Stored items:

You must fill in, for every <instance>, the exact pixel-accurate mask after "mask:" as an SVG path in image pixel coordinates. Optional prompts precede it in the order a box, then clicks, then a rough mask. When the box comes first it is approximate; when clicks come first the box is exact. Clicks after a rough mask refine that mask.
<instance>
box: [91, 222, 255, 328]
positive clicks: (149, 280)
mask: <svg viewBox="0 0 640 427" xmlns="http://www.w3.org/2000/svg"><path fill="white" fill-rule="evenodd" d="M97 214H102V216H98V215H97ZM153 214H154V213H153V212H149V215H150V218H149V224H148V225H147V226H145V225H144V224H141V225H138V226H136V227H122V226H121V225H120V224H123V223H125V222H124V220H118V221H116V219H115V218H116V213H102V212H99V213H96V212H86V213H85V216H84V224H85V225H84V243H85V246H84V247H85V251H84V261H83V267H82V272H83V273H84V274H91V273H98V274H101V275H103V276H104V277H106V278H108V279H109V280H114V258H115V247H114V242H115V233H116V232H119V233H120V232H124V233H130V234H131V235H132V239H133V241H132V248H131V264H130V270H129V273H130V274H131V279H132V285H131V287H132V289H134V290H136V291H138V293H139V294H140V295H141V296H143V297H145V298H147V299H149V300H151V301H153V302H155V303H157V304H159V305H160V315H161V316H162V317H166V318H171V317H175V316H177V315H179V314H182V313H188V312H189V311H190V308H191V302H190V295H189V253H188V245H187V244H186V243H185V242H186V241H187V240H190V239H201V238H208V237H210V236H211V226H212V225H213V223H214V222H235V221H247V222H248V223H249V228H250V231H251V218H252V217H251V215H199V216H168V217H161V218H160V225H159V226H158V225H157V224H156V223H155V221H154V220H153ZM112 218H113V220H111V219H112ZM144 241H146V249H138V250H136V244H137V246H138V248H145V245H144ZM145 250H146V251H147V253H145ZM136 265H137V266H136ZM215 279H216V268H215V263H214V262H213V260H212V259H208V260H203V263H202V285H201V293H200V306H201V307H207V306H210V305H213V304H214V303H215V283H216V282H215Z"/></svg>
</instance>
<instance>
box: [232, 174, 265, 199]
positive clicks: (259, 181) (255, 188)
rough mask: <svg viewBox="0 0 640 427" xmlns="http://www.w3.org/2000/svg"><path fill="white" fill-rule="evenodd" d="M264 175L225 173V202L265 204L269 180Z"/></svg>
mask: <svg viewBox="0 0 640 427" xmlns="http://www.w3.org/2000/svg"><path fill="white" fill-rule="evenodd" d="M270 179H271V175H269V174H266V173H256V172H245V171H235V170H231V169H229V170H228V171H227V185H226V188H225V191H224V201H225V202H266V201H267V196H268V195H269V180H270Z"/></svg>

* * *

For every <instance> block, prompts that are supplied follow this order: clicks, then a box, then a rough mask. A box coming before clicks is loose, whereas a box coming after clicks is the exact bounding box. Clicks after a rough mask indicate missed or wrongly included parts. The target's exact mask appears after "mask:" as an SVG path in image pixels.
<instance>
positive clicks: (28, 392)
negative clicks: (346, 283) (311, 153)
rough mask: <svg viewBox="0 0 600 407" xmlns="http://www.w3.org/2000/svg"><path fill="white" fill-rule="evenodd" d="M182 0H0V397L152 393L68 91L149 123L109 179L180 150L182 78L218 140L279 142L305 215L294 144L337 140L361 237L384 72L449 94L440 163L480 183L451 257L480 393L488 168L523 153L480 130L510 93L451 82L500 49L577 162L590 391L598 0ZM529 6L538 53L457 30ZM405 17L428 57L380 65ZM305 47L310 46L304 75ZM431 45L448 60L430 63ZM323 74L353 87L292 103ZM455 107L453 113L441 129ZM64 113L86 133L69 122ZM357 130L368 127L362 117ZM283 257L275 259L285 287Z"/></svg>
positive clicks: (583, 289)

- _Your assignment_: Print, from the entries above, the line with "negative clicks: (346, 283) (311, 153)", the line with "positive clicks: (583, 289)" and all lines between them, exactly and with nothing else.

- _Problem solution_:
negative clicks: (346, 283) (311, 153)
rough mask: <svg viewBox="0 0 600 407" xmlns="http://www.w3.org/2000/svg"><path fill="white" fill-rule="evenodd" d="M182 0H0V397L152 393L68 91L149 123L109 179L180 150L182 78L218 140L279 142L305 215L294 144L337 140L361 237L384 72L449 94L440 163L480 183L451 257L480 393L488 168L523 153L480 130L510 93L451 82L500 49L577 162L590 391L598 0ZM529 6L538 53L457 30ZM405 17L428 57L380 65ZM305 47L310 46L304 75ZM431 45L448 60L430 63ZM323 74L353 87L292 103ZM455 107L453 113L441 129ZM64 113L86 133L69 122ZM357 130L368 127L362 117ZM283 257L275 259L285 287Z"/></svg>
positive clicks: (583, 289)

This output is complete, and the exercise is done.